[GOAL]
Reproduce every one of the following records word for word, keeping each line unchanged and in its original order.

[ENTRIES SHOWN]
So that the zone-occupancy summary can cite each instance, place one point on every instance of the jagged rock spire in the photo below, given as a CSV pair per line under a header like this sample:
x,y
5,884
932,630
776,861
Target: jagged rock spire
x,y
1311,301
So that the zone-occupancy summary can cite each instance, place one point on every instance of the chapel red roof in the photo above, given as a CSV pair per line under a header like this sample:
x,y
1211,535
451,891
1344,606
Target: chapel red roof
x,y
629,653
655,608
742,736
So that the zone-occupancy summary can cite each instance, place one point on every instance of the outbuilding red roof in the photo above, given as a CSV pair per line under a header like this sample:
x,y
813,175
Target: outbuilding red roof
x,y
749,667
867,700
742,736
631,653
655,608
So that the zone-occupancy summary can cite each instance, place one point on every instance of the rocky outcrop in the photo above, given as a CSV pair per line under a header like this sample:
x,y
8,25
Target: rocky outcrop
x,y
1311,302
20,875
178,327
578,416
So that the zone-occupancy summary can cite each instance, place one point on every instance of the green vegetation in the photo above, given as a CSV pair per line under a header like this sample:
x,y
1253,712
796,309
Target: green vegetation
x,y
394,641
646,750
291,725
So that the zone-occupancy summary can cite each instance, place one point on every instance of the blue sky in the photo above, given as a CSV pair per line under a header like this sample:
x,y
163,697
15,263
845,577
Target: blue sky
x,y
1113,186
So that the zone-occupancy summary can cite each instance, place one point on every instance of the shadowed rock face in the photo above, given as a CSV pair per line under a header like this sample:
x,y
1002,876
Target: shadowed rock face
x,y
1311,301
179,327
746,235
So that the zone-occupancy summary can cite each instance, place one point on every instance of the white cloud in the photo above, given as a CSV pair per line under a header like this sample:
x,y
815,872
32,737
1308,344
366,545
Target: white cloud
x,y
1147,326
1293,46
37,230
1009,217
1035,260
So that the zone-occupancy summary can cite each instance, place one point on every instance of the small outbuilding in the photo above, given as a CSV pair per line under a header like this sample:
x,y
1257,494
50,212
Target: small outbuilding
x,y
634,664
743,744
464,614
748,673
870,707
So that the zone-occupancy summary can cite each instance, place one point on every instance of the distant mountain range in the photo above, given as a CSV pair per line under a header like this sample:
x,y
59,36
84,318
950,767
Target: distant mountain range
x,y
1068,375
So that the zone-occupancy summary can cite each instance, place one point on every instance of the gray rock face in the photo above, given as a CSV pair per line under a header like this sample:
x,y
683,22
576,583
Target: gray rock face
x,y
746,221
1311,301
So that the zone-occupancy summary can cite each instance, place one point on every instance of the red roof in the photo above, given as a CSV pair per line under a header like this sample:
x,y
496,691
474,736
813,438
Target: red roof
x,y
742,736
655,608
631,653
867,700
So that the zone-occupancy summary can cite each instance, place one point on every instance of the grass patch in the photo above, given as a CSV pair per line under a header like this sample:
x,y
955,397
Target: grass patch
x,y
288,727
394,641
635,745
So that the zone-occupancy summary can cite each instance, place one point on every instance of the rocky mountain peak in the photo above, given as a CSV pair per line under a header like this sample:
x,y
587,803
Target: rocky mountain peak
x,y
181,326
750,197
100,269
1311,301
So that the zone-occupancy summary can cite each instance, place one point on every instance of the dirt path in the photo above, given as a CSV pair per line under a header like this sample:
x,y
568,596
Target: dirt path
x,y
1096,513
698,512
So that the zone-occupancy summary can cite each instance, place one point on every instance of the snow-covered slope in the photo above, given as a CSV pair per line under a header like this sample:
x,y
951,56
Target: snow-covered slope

[RESPONSE TO THE EXERCISE]
So that the zone-occupancy summary can cite each instance, place one point on every instance of the jagged rock spire in the photo below, given as a CSV pair per line under a header like this sample:
x,y
5,884
932,630
776,861
Target: jagged rock spire
x,y
1311,301
So that the zone-occupancy summary can cite each instance, place one point on every instance of the chapel red roof in the photo above, given as a CSV pair per line under a header like this sample:
x,y
1211,535
451,891
1344,606
Target: chapel red roof
x,y
629,653
655,608
742,736
So that the zone-occupancy summary can cite each instance, place one point on every instance of the outbuilding red roof in the photo above, given as a CSV pair per line under a header like this sample:
x,y
813,175
Target: outbuilding red roof
x,y
749,667
867,700
742,736
631,653
655,608
So that the zone-occupancy summary can cite each instance, place one point on every instance of the rocky outcrop in the photo above, given as a CSV pair per line under a header like this sample:
x,y
8,25
Target: rocky outcrop
x,y
1311,302
20,875
178,327
578,416
So that the zone-occupancy summary can cite each instance, place one point on every instance of the green vegetation in the photo above, given as a CSV pair per line under a header like this sample:
x,y
1253,712
796,309
Target: green vegetation
x,y
394,641
646,750
291,725
So that the zone-occupancy summary can cite each instance, place one point on every instance of the blue sky in the photo above, given as a CSV pair per line under a header like this sample:
x,y
163,697
15,263
845,577
Target: blue sky
x,y
1113,186
So that the zone-occupancy summary can cite each instance, place one point on every instance of the shadowed rock face in the photo above, given as a CSV pair per line under a header like this sample:
x,y
1002,876
Target: shadowed rock face
x,y
1311,301
179,327
746,235
So that the zone-occupancy summary can cite each instance, place one point on every instance of the white cloud in the photo above, given as a CSV pair per line under a header like this sample:
x,y
815,872
32,737
1308,344
366,545
Target: white cloud
x,y
1147,326
1293,46
37,230
1009,217
1035,260
So that the zone-occupancy summary can cite each instance, place one point on every instance of the small outbuilding in the photo above, given as a CSV pair per line under a header like this sample:
x,y
1257,494
50,212
Target: small outbuilding
x,y
634,664
743,744
464,614
748,673
870,707
So that the zone-occupancy summary can cite each instance, place one point on every instance of the distant mountain range in the photo above, given as a CSV pair per line under a header like this sample:
x,y
59,36
84,318
950,767
Target: distant mountain range
x,y
1068,375
So that the zone-occupancy summary can cite each instance, place one point on every instance of the gray rock face in the photo above, given as a CSV pair per line under a header like this sample:
x,y
683,22
576,583
Target: gray rock face
x,y
746,221
1311,301
So that the zone-occupancy summary can cite each instance, place one point on every instance of the red roof in the photo above, given as a CSV pair per line under a header like this sample:
x,y
496,691
474,736
813,438
Target: red roof
x,y
742,736
655,608
631,653
867,700
So that the zone-occupancy summary can cite each instance, place one point on every instance of the grass patch in the photo above, given as a CSV pair per line under a header like this sample:
x,y
955,397
Target: grass patch
x,y
288,727
394,641
635,745
So that the zone-occupancy summary can cite each instance, place one point on every instance of the rocky mountain peak in the photo above, given as a CSV pair per line under a header like this sample:
x,y
587,803
Target: rocky mountain peak
x,y
181,326
750,197
100,269
1311,301
So that the zone-occupancy summary can cite each instance, place one point on every instance of the dirt path in the photo above, given as a CSV pair per line under a header like this sample:
x,y
568,596
Target: dirt path
x,y
1096,513
698,512
So that the zone-occupancy summary can cite each instance, place one point on every instance of the snow-covered slope in the photo above, given as a CSV pair per line under a header like this sample:
x,y
951,56
Target: snow-covered slope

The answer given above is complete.